## Information shown:
▬▬▬▬▬▬

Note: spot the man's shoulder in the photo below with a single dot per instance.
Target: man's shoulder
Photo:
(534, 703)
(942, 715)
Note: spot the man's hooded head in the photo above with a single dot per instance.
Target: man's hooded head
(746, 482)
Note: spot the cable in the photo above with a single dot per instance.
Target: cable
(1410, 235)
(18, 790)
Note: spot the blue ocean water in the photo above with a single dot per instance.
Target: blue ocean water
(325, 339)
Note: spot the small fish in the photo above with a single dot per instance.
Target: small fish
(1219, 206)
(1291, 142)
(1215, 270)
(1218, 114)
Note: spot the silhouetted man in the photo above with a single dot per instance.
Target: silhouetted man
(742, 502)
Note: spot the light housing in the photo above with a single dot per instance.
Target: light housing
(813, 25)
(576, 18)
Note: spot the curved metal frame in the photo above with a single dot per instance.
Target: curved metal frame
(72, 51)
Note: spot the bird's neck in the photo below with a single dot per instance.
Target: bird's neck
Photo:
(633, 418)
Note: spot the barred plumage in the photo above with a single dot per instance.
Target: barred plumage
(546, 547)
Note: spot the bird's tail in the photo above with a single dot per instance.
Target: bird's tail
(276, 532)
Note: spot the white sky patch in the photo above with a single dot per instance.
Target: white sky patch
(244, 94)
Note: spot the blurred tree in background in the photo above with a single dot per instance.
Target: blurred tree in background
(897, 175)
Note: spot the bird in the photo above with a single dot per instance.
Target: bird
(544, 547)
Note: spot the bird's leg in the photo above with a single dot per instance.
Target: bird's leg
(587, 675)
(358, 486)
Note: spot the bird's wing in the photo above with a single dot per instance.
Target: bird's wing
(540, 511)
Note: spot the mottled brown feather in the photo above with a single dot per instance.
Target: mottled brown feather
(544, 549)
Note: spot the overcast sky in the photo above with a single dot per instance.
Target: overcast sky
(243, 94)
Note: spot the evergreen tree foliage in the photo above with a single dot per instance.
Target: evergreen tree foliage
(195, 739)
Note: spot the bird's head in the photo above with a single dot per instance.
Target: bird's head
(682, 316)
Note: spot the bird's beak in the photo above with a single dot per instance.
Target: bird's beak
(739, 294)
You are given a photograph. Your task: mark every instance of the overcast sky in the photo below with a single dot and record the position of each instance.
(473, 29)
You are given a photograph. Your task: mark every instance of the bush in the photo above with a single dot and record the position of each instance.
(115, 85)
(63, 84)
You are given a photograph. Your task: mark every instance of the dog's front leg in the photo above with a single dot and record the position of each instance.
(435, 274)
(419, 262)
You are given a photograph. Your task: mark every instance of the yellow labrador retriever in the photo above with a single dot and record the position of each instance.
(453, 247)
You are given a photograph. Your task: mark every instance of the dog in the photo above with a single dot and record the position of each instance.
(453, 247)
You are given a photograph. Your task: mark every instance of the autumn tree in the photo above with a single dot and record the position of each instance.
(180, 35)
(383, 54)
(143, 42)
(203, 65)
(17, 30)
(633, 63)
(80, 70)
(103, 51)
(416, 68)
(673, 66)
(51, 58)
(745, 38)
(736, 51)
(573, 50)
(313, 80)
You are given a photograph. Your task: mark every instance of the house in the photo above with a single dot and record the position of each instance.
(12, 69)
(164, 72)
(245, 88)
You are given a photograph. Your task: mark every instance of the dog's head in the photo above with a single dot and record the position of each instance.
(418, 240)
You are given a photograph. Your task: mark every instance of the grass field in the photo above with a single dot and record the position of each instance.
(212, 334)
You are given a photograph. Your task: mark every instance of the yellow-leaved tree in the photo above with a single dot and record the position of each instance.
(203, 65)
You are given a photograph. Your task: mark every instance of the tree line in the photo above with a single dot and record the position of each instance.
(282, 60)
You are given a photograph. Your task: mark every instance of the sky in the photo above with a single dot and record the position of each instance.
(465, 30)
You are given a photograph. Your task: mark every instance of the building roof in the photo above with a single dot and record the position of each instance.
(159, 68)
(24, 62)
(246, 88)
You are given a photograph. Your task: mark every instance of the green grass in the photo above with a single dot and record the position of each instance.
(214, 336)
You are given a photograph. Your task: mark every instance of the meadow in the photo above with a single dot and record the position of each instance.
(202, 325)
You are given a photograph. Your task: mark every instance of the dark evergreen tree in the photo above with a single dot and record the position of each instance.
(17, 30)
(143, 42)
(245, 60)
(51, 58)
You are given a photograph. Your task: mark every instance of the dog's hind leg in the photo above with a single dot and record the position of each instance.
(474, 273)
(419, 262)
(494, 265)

▬▬▬▬▬▬

## Task goal:
Put every line of the entries above into a numbered list, omitting blank lines.

## Written solution:
1. Note: spot the man's shoulder in the photo below with a single dot per instance.
2. Target: man's shoulder
3. Photo:
4. (534, 703)
5. (942, 715)
6. Note: spot the man's hooded head in the photo above with a single dot per instance.
7. Target: man's hooded head
8. (746, 482)
9. Note: spot the cable in the photo above with a single dot per instance.
10. Target: cable
11. (1410, 235)
12. (18, 790)
13. Note: spot the blue ocean water in the photo above with a single dot per instance.
14. Target: blue ocean water
15. (325, 339)
16. Note: spot the small fish in the photo above with a single dot per instance.
17. Target: small fish
18. (1219, 206)
19. (1291, 142)
20. (1215, 270)
21. (1218, 114)
22. Note: spot the silhouetted man in the photo above with a single dot per instance.
23. Target: silhouetted man
24. (742, 502)
25. Note: spot the light housing in the photo above with a single dot per instance.
26. Target: light housing
27. (813, 25)
28. (576, 18)
29. Note: spot the curved metal frame in the photo above with a single dot per instance.
30. Target: curved metal frame
31. (72, 51)
32. Note: spot the bird's neck in the photo below with a single dot per instance.
33. Target: bird's neck
34. Photo:
35. (633, 418)
36. Note: spot the barred plumage in the photo above with a single dot per instance.
37. Target: barred plumage
38. (546, 547)
39. Note: spot the bird's tail in the photo above with a single dot per instance.
40. Target: bird's tail
41. (276, 532)
42. Note: spot the white sky patch in the photo above with a single dot per instance.
43. Target: white sky patch
44. (244, 94)
45. Note: spot the blurred tree in background in the photo above with a single dot per instance.
46. Target: blurred tree in background
47. (897, 175)
48. Note: spot the bird in the photo above with a single dot per instance.
49. Target: bird
50. (544, 547)
51. Note: spot the bird's leg in the photo above with a single dot per instance.
52. Target: bird's leg
53. (587, 675)
54. (358, 486)
55. Note: spot the bird's wing in the photo above with a single dot per instance.
56. Target: bird's wing
57. (540, 511)
58. Note: spot the mottled brown feather in the photo above with a single dot per instance.
59. Target: mottled brown feather
60. (544, 549)
61. Note: spot the overcast sky in the photo above with a single dot per instance.
62. Target: overcast sky
63. (243, 94)
64. Note: spot the evergreen tree foliage in the photo above with a single dot per instance.
65. Target: evergreen tree foliage
66. (195, 739)
67. Note: spot the bird's head in the photo above with a single dot per instance.
68. Target: bird's head
69. (682, 316)
70. Note: spot the bird's beak in the photo above with a single dot per instance.
71. Target: bird's beak
72. (739, 294)
73. You are given a photograph. Your task: mark every instance of the overcast sky in the photo below with a single dot and record the position of each instance.
74. (473, 29)
75. You are given a photograph. Your task: mark every instance of the bush in the photo above with a single dot and record the position of each instance.
76. (115, 85)
77. (63, 84)
78. You are given a photograph. Your task: mark every instance of the dog's front leg in the photo above with a single dot and record the position of each instance.
79. (435, 274)
80. (419, 262)
81. You are given a photograph. Your task: mark every instance of the yellow labrador retriever in the photo above with a single dot and record the position of each instance.
82. (453, 247)
83. You are given a photograph. Your task: mark every instance of the dog in the photo above with a single dot and record the position of each instance.
84. (453, 247)
85. You are given a photograph. Your task: mark every instance of the autumn tree in the photo above with a single dot and record the position of each instance.
86. (180, 35)
87. (383, 54)
88. (143, 42)
89. (203, 65)
90. (17, 30)
91. (633, 63)
92. (80, 70)
93. (103, 51)
94. (416, 68)
95. (673, 66)
96. (51, 58)
97. (745, 38)
98. (736, 51)
99. (573, 50)
100. (313, 80)
101. You are given a photograph. Your task: mark every instance of the house in the photo above with a single dot and record the position of each instance.
102. (12, 69)
103. (164, 72)
104. (245, 88)
105. You are given a photograph. Your task: mark every instance of the dog's head in the photo above with a single dot and record the position of each instance.
106. (418, 240)
107. You are given a photograph. Your task: mark every instance of the grass field in the photo above with a single dot and record the position of each instance.
108. (212, 334)
109. You are given a photograph. Your task: mark every instance of the yellow-leaved tree in the photo above with a single dot and record the position of each instance.
110. (203, 65)
111. You are given a photograph. Your task: mark every instance of the tree line in the photo above with a single dot and record the position of each instance.
112. (282, 60)
113. You are given a photograph. Your task: mark every instance of the sky in the photo above with a single dot and record the position of each instance.
114. (465, 30)
115. You are given a photograph. Your task: mark every instance of the building roof in the photo above with a single dot and record the position of each instance.
116. (159, 68)
117. (24, 62)
118. (246, 88)
119. You are given a photograph. Your task: mark every instance of the green grass in the photo above with a single dot and record the position of each instance.
120. (214, 336)
121. You are given a photograph. Your task: mark every instance of the meadow in the photo above with a single dot and record the position of each instance.
122. (202, 325)
123. You are given a photograph. Your task: mark every instance of the dark evergreen tree in the photo above with a single dot and record the position of each instance.
124. (17, 30)
125. (143, 42)
126. (245, 60)
127. (51, 58)
128. You are given a photograph. Your task: mark every instance of the dog's hind leg in the photo above with a single dot and record the position of each instance.
129. (474, 273)
130. (419, 262)
131. (494, 265)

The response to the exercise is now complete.